## [WHAT THE TASK ASKS]
Set down word for word each line from the start of the listing through the line that contains "rough mask: <svg", both included.

--*--

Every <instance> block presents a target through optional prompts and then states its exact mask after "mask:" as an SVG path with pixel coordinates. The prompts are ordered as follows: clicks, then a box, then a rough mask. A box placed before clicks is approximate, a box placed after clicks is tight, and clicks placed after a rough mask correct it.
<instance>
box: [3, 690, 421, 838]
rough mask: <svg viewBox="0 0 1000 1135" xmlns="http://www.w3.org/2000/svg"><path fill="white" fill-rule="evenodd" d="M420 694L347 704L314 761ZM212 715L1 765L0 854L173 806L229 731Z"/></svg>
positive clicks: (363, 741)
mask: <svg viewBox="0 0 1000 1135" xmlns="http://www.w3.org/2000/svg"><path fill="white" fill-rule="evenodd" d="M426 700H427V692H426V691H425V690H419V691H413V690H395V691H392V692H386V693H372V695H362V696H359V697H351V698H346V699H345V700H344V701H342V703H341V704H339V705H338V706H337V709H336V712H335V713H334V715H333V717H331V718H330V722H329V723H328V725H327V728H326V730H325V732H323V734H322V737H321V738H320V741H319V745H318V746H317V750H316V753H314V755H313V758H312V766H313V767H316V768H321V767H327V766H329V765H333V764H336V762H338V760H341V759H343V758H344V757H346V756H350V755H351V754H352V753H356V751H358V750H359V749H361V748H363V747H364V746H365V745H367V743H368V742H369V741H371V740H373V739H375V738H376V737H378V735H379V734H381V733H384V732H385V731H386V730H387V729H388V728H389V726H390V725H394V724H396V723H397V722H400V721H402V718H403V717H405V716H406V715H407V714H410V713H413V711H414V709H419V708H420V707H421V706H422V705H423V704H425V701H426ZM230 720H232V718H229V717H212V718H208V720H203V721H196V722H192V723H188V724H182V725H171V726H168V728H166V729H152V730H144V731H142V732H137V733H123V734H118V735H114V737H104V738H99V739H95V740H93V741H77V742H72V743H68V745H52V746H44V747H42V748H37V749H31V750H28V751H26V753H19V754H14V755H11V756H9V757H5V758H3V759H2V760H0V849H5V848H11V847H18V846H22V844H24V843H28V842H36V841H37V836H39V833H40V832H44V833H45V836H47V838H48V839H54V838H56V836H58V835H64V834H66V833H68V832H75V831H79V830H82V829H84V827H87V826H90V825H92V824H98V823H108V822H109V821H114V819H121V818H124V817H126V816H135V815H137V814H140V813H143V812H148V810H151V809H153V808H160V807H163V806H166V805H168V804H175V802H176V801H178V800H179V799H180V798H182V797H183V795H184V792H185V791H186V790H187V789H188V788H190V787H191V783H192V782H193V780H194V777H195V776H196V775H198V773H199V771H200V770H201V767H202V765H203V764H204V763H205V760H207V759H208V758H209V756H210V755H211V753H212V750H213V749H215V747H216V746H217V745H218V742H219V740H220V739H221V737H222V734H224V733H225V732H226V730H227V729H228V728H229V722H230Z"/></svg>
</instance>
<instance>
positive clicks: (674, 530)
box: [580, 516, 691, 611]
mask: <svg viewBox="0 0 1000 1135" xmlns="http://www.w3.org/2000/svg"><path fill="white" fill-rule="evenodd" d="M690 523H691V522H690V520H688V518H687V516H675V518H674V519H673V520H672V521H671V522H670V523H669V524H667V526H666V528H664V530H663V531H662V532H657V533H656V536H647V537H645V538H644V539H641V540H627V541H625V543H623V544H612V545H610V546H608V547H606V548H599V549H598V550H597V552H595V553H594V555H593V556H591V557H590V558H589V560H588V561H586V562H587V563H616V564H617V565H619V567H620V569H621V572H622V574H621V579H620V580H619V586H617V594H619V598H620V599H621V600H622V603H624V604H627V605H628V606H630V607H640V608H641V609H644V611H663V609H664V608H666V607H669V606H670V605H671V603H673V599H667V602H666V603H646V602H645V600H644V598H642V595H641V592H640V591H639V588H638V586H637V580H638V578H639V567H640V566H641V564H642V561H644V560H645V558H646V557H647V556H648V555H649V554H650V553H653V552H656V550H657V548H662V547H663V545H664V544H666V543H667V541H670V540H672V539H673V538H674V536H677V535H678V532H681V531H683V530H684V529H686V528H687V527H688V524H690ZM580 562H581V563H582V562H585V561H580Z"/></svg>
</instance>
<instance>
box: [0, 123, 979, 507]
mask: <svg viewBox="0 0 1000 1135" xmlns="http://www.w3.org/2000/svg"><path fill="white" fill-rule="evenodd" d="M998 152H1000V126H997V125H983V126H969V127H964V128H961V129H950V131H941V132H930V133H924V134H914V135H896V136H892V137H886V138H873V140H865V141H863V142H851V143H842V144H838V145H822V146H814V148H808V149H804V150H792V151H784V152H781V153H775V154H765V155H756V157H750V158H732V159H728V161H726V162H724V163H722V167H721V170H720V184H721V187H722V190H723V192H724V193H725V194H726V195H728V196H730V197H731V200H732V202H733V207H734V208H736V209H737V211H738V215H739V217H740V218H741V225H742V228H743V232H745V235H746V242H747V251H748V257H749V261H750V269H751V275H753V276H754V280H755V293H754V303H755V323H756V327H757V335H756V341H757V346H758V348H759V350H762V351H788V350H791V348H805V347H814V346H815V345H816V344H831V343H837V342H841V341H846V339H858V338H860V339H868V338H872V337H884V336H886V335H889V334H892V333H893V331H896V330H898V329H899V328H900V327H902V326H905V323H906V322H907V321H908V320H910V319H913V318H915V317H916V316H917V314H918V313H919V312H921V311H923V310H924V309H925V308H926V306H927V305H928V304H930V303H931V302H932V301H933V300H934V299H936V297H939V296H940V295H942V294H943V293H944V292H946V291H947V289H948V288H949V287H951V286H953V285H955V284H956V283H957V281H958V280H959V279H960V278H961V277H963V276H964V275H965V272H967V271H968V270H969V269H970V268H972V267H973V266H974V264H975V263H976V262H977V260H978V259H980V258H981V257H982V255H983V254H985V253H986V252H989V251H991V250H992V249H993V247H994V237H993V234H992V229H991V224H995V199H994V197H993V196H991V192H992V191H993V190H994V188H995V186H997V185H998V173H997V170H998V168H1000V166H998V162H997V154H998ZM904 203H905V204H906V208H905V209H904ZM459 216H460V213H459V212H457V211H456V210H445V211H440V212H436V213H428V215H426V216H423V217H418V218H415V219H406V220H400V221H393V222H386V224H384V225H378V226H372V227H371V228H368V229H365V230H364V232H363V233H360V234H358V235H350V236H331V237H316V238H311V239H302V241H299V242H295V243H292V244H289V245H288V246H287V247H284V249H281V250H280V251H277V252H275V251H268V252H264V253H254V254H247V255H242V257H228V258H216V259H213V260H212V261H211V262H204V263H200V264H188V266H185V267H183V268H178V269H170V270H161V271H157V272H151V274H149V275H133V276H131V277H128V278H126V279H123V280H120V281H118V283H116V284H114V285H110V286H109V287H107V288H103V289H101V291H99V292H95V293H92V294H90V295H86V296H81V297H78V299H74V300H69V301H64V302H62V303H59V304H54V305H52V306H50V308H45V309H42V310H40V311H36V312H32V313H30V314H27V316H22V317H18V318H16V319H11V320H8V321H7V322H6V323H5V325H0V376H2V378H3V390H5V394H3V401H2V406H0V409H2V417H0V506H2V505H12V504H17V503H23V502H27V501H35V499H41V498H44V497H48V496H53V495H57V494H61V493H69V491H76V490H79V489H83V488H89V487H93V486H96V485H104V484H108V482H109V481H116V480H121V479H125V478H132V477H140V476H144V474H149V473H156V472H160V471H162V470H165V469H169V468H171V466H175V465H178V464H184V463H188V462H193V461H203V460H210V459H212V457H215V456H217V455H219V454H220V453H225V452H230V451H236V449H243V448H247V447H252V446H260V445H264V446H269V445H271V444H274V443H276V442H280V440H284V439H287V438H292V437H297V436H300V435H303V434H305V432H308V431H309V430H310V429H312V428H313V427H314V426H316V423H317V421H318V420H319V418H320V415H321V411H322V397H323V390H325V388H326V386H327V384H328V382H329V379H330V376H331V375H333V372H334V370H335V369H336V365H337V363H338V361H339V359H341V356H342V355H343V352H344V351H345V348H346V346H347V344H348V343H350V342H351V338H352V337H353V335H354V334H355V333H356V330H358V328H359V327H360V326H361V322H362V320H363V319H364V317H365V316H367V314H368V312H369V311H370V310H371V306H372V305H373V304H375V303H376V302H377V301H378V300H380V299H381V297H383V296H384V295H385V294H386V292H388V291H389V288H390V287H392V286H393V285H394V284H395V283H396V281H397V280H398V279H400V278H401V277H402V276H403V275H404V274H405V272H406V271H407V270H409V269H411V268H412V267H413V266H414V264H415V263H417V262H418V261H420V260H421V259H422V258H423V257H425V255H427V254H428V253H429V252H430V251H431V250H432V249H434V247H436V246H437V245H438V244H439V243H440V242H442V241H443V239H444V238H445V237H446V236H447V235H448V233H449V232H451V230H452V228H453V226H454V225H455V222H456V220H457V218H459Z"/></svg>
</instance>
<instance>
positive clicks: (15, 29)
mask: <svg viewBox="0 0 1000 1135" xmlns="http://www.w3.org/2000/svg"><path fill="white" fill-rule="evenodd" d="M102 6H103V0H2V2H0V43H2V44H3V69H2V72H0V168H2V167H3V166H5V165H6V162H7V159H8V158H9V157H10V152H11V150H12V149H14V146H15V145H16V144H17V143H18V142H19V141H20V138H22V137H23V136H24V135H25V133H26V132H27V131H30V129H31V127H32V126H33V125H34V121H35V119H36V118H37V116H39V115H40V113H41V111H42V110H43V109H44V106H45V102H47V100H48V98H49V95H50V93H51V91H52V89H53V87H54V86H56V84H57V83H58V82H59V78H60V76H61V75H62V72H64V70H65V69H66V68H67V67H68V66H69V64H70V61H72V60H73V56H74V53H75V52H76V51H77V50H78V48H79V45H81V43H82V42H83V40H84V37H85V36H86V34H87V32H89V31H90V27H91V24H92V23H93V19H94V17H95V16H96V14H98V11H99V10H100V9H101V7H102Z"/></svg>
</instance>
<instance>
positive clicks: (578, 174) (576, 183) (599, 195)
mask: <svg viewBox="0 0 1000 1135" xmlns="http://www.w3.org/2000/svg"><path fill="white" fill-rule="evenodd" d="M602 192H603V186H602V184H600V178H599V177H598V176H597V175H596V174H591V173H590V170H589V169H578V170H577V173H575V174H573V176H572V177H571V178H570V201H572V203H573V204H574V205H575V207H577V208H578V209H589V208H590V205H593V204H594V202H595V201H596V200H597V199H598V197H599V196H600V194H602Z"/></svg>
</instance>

--*--

## [WRITTEN ANSWER]
Every <instance> block presents a target through optional prompts and then states its exact mask after "mask:" as an SVG path with pixel coordinates. The prompts are ordered as follows: clicks, then a box, then a rough mask. A box placed before clicks is approximate, a box placed after clicks is tight, and clicks placed after a rough mask correct it.
<instance>
box: [3, 690, 421, 838]
rough mask: <svg viewBox="0 0 1000 1135" xmlns="http://www.w3.org/2000/svg"><path fill="white" fill-rule="evenodd" d="M420 694L347 704L314 761ZM212 715L1 765L0 854L173 806L229 731Z"/></svg>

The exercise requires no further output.